| Stated problem |
Copy the lines word for word, beginning at the line that contains "eye in this photograph." and stopping after the line that contains "[122,43,140,65]". Leave the pictures out of your copy.

** START OF Raw data **

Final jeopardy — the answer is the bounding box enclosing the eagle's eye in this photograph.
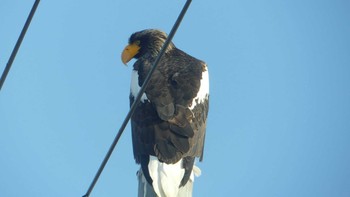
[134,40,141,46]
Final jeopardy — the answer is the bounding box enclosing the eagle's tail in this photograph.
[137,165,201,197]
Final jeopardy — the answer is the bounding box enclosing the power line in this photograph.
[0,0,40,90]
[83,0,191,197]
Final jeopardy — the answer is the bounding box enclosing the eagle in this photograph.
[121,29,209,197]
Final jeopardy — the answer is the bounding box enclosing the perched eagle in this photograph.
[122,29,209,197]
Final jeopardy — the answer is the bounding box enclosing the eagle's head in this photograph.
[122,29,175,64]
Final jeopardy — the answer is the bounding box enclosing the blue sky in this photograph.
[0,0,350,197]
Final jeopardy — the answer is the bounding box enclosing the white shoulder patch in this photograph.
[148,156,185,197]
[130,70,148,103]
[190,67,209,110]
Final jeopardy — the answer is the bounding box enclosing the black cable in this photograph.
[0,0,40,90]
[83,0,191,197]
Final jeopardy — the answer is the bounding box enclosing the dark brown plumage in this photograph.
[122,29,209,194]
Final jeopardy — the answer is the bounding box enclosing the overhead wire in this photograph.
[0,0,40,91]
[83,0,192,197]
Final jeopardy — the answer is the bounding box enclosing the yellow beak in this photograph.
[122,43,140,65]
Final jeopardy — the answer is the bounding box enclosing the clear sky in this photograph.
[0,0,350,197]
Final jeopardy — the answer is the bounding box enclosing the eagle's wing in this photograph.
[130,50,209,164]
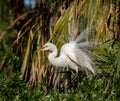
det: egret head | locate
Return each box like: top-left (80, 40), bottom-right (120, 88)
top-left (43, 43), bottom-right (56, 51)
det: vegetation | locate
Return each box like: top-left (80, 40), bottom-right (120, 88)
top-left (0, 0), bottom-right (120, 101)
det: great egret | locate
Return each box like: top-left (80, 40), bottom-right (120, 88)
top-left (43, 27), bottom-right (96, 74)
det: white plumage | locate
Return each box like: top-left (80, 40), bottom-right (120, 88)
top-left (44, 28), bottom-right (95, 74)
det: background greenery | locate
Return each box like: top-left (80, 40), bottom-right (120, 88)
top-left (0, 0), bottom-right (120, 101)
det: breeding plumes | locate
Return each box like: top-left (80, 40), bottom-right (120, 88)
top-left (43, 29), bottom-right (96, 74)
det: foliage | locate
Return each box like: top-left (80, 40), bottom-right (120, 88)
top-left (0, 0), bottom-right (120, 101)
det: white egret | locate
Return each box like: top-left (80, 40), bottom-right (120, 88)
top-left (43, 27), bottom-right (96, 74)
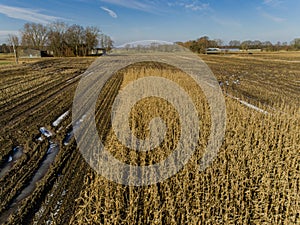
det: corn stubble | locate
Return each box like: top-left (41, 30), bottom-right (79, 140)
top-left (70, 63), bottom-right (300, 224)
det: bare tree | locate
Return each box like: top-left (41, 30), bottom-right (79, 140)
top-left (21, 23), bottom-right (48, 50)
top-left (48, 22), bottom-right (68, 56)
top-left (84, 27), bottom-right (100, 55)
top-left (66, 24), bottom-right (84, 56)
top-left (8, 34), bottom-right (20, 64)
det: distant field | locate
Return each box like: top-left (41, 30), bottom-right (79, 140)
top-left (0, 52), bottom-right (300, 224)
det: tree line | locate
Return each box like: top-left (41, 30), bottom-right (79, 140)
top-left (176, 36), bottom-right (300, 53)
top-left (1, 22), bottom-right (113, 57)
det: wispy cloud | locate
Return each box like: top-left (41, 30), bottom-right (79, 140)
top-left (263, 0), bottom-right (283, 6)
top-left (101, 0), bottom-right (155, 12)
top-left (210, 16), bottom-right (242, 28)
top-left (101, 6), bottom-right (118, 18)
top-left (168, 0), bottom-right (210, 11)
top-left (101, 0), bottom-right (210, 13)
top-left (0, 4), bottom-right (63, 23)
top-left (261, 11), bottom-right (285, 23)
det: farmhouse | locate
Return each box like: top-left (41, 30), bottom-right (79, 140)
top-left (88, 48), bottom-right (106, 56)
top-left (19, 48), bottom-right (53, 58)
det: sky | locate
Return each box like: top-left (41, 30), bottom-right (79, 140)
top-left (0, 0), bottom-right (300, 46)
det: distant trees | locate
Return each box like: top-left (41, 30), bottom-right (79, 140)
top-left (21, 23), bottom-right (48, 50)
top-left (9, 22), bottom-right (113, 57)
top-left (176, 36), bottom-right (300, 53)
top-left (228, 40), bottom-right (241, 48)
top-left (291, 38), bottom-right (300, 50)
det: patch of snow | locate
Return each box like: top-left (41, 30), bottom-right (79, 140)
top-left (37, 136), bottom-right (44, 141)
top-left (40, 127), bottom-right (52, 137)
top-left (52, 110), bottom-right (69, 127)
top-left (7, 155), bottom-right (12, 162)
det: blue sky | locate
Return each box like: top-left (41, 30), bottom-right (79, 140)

** END OF Raw data **
** START OF Raw data **

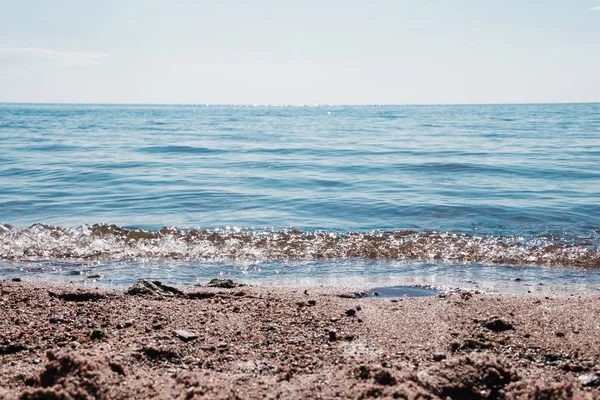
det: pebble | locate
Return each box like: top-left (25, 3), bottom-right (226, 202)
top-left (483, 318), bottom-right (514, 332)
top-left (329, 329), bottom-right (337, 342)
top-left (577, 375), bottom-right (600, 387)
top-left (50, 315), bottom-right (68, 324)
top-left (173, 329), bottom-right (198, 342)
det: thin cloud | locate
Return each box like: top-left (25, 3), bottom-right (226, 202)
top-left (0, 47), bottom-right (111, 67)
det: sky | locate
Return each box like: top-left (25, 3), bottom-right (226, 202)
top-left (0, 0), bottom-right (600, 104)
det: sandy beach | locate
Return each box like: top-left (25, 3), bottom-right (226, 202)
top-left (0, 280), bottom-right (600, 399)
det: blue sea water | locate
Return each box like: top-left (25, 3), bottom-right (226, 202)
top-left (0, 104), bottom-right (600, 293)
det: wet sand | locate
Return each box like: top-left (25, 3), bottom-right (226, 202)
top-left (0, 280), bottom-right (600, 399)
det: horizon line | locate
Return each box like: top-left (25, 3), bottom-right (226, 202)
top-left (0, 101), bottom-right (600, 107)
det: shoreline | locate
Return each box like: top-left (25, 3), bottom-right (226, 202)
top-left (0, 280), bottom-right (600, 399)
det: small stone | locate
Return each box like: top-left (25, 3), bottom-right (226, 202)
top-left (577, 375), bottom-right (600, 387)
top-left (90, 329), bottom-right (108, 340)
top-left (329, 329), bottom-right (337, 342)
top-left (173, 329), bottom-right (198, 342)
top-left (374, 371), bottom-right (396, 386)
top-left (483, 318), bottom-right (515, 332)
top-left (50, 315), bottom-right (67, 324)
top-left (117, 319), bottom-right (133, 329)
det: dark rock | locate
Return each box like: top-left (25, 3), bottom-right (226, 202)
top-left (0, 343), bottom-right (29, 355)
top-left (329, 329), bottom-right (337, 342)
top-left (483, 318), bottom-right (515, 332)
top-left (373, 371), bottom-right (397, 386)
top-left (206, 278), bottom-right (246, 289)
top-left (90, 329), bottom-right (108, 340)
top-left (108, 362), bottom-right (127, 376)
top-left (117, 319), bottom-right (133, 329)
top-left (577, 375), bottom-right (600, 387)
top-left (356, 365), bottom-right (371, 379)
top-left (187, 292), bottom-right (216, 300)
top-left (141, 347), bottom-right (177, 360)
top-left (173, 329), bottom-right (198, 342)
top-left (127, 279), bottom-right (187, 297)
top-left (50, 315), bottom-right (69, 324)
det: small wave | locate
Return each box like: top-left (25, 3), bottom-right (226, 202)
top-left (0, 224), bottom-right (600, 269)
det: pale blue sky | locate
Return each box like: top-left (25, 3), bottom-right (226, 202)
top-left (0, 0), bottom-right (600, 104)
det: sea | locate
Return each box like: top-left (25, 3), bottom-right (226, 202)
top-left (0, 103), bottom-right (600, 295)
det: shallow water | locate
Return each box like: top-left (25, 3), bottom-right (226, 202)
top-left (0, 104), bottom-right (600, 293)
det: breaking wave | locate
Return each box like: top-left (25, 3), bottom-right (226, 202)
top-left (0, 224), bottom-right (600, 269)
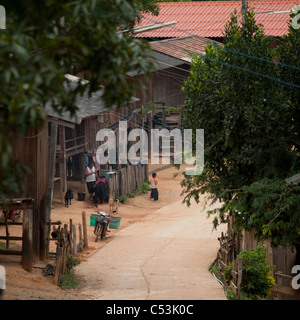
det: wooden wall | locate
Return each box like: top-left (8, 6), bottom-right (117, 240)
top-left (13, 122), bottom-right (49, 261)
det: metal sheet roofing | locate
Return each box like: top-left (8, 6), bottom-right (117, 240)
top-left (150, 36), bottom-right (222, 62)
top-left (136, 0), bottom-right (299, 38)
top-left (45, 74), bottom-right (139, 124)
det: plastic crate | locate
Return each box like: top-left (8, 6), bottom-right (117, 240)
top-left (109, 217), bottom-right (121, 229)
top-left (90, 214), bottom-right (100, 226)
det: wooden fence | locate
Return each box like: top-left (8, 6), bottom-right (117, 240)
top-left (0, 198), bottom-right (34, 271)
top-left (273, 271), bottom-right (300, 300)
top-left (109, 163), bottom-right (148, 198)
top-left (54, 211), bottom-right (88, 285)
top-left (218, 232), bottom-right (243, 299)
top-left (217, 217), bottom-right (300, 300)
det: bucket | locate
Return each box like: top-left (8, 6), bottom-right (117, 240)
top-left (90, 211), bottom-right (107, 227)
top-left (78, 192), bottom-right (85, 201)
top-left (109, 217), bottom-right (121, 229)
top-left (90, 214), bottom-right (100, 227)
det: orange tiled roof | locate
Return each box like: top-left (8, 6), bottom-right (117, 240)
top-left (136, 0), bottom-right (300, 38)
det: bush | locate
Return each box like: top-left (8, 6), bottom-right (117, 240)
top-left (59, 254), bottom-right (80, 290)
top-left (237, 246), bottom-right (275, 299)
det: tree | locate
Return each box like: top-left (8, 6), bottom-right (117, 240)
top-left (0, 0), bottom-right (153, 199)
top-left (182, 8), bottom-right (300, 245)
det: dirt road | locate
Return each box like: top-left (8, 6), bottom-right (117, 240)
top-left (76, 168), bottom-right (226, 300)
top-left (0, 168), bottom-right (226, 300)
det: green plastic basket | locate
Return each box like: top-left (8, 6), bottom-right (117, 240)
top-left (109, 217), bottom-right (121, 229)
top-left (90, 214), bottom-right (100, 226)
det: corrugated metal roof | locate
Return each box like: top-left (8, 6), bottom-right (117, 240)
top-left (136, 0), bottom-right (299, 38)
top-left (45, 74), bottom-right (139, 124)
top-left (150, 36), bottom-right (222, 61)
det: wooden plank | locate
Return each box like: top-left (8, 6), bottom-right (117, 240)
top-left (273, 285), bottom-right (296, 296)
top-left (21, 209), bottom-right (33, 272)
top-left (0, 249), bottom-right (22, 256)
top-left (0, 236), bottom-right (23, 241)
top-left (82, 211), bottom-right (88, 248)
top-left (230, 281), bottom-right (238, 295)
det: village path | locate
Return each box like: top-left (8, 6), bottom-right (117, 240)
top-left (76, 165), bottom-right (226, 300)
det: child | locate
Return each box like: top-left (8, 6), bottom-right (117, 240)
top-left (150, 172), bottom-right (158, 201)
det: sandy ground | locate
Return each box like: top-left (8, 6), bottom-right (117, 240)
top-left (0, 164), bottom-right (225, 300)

** END OF Raw data **
** START OF Raw data **

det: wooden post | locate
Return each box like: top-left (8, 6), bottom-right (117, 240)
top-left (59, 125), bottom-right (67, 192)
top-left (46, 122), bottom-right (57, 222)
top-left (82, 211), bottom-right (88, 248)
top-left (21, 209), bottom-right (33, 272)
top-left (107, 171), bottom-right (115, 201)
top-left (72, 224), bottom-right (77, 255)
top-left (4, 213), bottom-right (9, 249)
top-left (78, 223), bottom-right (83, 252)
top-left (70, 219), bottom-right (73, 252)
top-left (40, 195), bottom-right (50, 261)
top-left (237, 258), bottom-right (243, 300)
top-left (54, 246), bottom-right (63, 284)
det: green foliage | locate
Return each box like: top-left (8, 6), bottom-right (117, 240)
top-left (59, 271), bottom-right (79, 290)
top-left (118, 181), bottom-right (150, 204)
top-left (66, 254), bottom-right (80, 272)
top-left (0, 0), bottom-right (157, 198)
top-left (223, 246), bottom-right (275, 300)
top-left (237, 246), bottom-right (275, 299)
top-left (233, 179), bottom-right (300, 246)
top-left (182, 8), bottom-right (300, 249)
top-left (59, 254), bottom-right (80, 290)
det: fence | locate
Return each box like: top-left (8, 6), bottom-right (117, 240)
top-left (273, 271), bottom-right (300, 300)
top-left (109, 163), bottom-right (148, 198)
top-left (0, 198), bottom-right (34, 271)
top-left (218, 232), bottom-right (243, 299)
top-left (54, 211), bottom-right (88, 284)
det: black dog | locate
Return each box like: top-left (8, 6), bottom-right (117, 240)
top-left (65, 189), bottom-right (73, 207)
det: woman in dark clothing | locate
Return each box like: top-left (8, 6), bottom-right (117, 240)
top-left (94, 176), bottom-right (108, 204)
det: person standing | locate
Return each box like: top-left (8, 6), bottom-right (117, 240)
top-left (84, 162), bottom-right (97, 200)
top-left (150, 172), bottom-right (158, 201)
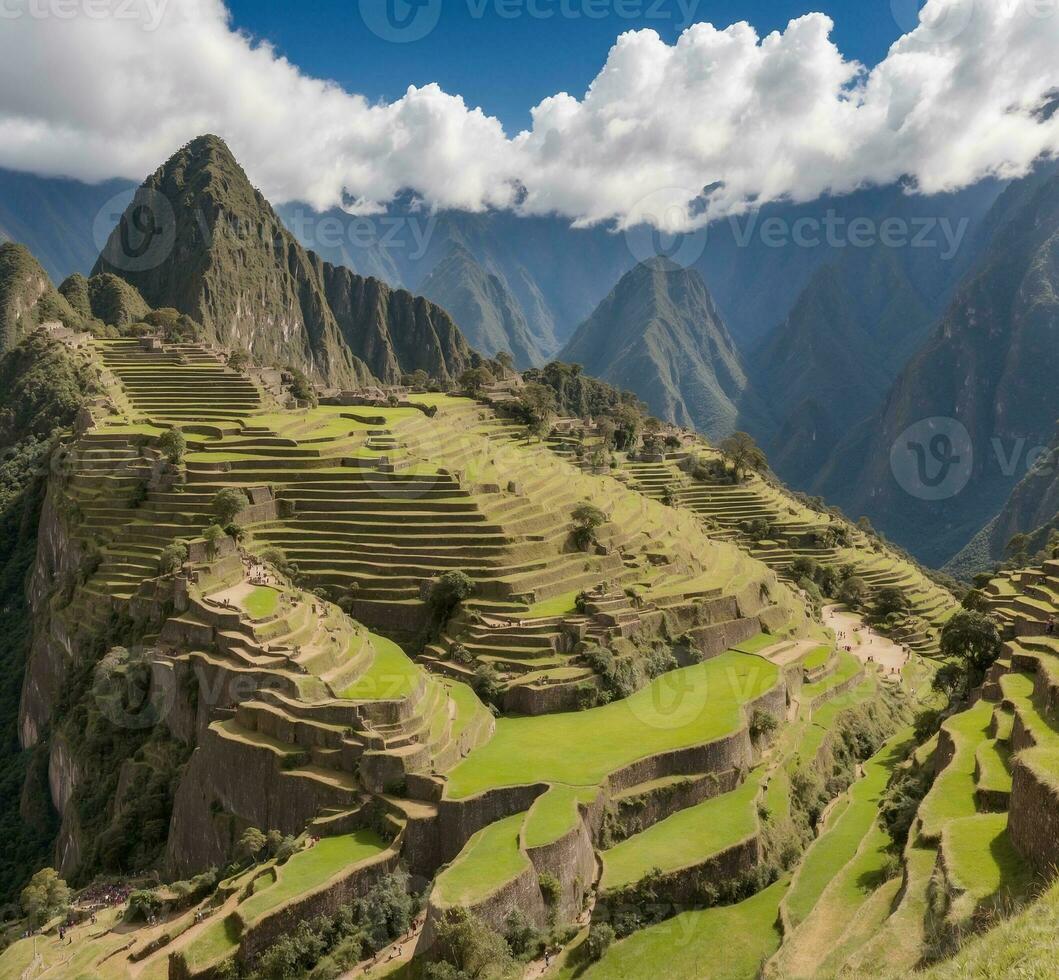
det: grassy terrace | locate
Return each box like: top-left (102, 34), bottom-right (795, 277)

** END OF Raw data **

| The result |
Final jeopardy — the answer is the bounding box enclosing the eagle's eye in this photograph.
[134,40,141,46]
Final jeopardy — the answer is the bounding box enclosing the eagle's tail in this photograph.
[137,165,201,197]
Final jeopardy — the answer is the bounding box enclosing the power line in this photograph.
[0,0,40,90]
[83,0,191,197]
Final jeopardy — the answer is the bounding box enclosing the eagle in this photograph.
[121,29,209,197]
Final jeopardy — the answer is the bounding box enclosing the perched eagle in this photograph.
[122,29,209,197]
Final jeopardy — the answer is the bounding box enclosing the eagle's head in this photograph.
[122,29,175,64]
Final jeopardy — the answer is the bounding box enclosing the blue sky in this photograph.
[0,0,350,197]
Final jeopardy — the answer is the bounding box enclosing the white shoulder patch in this photograph.
[148,156,185,197]
[130,70,148,103]
[190,67,209,110]
Final jeopardy — the answer is the bounding box enclosing the black cable in this photograph.
[0,0,40,90]
[83,0,191,197]
Final jeopardy — the answer is the bounding box enclosing the dark brown plumage in this photograph.
[122,29,209,194]
Final jeopardy — the answer is the bounding box enclosing the overhead wire in this photograph.
[0,0,40,91]
[83,0,192,197]
Final jeopardy — the answer is the bounding box enclosing the yellow beak in this photograph.
[122,43,140,65]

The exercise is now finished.